### Set task
Give the data below again exactly as it stands. Omit the pictures.

### Material provided
════════════════

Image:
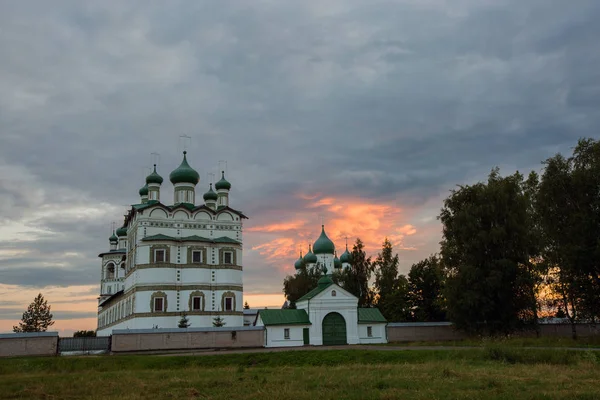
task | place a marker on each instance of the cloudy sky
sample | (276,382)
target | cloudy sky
(363,114)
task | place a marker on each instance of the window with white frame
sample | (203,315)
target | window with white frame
(196,303)
(228,303)
(159,255)
(197,257)
(159,304)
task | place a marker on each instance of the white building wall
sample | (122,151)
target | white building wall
(378,333)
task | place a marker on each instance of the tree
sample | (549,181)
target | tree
(296,286)
(356,279)
(568,203)
(218,322)
(37,318)
(84,334)
(184,322)
(426,280)
(487,247)
(391,290)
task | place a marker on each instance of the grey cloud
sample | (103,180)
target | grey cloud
(374,99)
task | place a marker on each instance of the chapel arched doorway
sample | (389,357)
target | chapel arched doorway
(334,329)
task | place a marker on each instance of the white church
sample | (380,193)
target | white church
(167,261)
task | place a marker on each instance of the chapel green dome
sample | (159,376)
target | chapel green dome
(122,231)
(346,257)
(337,263)
(210,195)
(323,245)
(310,257)
(223,183)
(154,177)
(299,263)
(184,173)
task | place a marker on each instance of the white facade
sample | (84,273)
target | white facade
(175,260)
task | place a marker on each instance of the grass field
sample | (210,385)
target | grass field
(586,342)
(491,373)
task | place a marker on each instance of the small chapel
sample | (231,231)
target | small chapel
(328,314)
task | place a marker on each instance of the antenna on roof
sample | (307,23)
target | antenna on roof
(184,142)
(155,158)
(221,164)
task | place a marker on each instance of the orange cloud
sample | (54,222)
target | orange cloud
(278,227)
(344,217)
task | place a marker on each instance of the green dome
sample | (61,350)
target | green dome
(346,257)
(154,177)
(310,258)
(323,245)
(299,263)
(337,263)
(223,184)
(324,280)
(122,231)
(210,195)
(184,173)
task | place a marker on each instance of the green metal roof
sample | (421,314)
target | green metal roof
(193,238)
(322,285)
(370,315)
(284,317)
(323,245)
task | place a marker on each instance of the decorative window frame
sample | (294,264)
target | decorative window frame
(233,302)
(204,252)
(197,293)
(222,252)
(157,295)
(164,247)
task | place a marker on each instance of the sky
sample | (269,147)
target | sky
(361,115)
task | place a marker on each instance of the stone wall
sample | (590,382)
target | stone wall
(135,340)
(28,344)
(422,331)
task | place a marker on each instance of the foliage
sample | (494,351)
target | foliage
(487,247)
(425,283)
(568,203)
(218,322)
(184,322)
(37,318)
(296,286)
(84,334)
(356,279)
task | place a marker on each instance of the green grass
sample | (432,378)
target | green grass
(494,372)
(587,342)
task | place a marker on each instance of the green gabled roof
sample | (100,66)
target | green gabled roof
(370,315)
(284,317)
(323,284)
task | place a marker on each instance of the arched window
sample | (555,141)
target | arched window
(110,271)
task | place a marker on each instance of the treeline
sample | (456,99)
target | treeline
(513,248)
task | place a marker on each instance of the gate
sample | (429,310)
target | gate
(334,329)
(84,345)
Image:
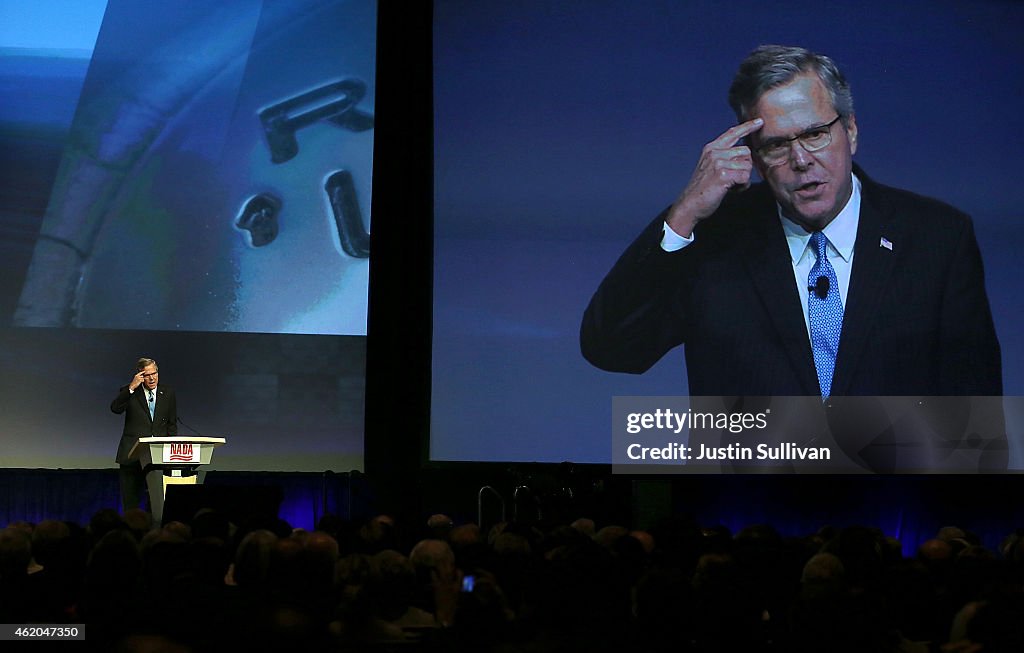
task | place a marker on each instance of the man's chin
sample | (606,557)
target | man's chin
(812,216)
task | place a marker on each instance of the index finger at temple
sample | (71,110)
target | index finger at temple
(732,135)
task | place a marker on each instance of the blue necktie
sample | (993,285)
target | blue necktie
(825,313)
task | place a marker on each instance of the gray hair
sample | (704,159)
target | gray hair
(771,66)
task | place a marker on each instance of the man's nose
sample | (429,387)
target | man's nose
(800,159)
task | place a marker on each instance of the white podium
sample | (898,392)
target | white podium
(171,461)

════════════════

### Complete answer
Image:
task | place a marker on each instance of the cloudy sky
sample | (276,382)
target | cloudy sky
(363,114)
task | place a marker on each instance of the window with white frame
sample | (203,315)
target | window with white frame
(196,303)
(228,303)
(159,255)
(197,257)
(159,304)
task | place a marker on each instance of the white building wall
sample | (122,151)
target | white building wall
(378,333)
task | place a marker on each instance of the tree
sample | (549,181)
target | tree
(296,286)
(356,279)
(568,203)
(218,322)
(37,318)
(84,334)
(184,322)
(426,280)
(487,247)
(391,290)
task | place a marker on each instance of the grey cloud
sample | (103,180)
target | grey cloud
(374,99)
task | place a marker on each instance of the chapel arched doorway
sample | (389,357)
target | chapel arched doorway
(334,329)
task | place a marker on each instance of the white church
sample | (380,193)
target | white church
(167,261)
task | place a marker on each instance of the chapel green dome
sample | (159,376)
target | chapel green dome
(122,231)
(346,257)
(337,263)
(210,195)
(323,245)
(310,257)
(223,183)
(154,177)
(299,263)
(184,173)
task | place a marker on each instance of the white facade
sample | (84,273)
target | white facade
(175,260)
task | place a marker on each instance of the grass field
sample | (210,385)
target | grass field
(586,342)
(491,373)
task | place a marker on each instance of the small chapel
sample | (231,231)
target | small chapel
(328,314)
task | place a marker on each instance of the antenna on roof
sample | (307,23)
target | antenna on roof
(184,142)
(155,158)
(221,164)
task | place a marker on each instance of the orange cloud
sample | (54,222)
target | orange cloud
(278,227)
(344,217)
task | place a marker on each instance of the green dome
sample | (61,350)
target | green dome
(346,257)
(154,177)
(310,258)
(323,245)
(299,263)
(337,263)
(223,184)
(324,280)
(122,231)
(210,195)
(184,173)
task | place a marker on each instance of the green metal roof
sample | (421,314)
target | green metal roof
(193,238)
(322,285)
(370,315)
(284,317)
(323,245)
task | place a marker on each instance of the decorative window frame
sample | (294,264)
target | decorative window frame
(233,302)
(204,252)
(197,293)
(222,252)
(157,295)
(164,247)
task | place a marker on each instance of the sky
sample | (269,147)
target | sky
(361,115)
task | place a marker on each instance of the stone wall
sample | (590,382)
target | stone wall
(135,340)
(28,344)
(422,331)
task | place a marker on each instance of the foliage
sample | (494,351)
target | foliage
(487,247)
(425,283)
(568,203)
(218,322)
(184,322)
(37,318)
(296,286)
(84,334)
(356,279)
task | place a marker on each instance of the green grass
sample | (432,378)
target | green grass
(494,372)
(587,342)
task | place a marker on each instance of the green gabled roof
sample | (100,66)
target | green gabled roof
(370,315)
(284,317)
(323,284)
task | place a marker on each instance of the arched window
sample | (555,141)
target | arched window
(110,271)
task | place a marker on each instance of the treeline
sample | (456,99)
target | treeline
(513,248)
task | place a marker on each instance of the gate
sample | (429,310)
target | gate
(334,329)
(84,345)
Image:
task | place a marker on each instance of the man's chin
sample | (606,557)
target | man's chin
(812,216)
task | place a marker on each instance of the index finger at temple
sample | (71,110)
target | index finger at temple
(732,135)
task | place a marker on each instance of the blue necktie
sample | (993,285)
target | blue necktie
(825,313)
task | place a marker on each instance of the gray hair
sample | (704,159)
target | gray hair
(771,66)
task | place a marker on each instance of the man's nose
sample | (429,387)
target | man's nose
(800,159)
task | place a marker on each instance of the white podium
sample | (898,392)
target | white podium
(171,461)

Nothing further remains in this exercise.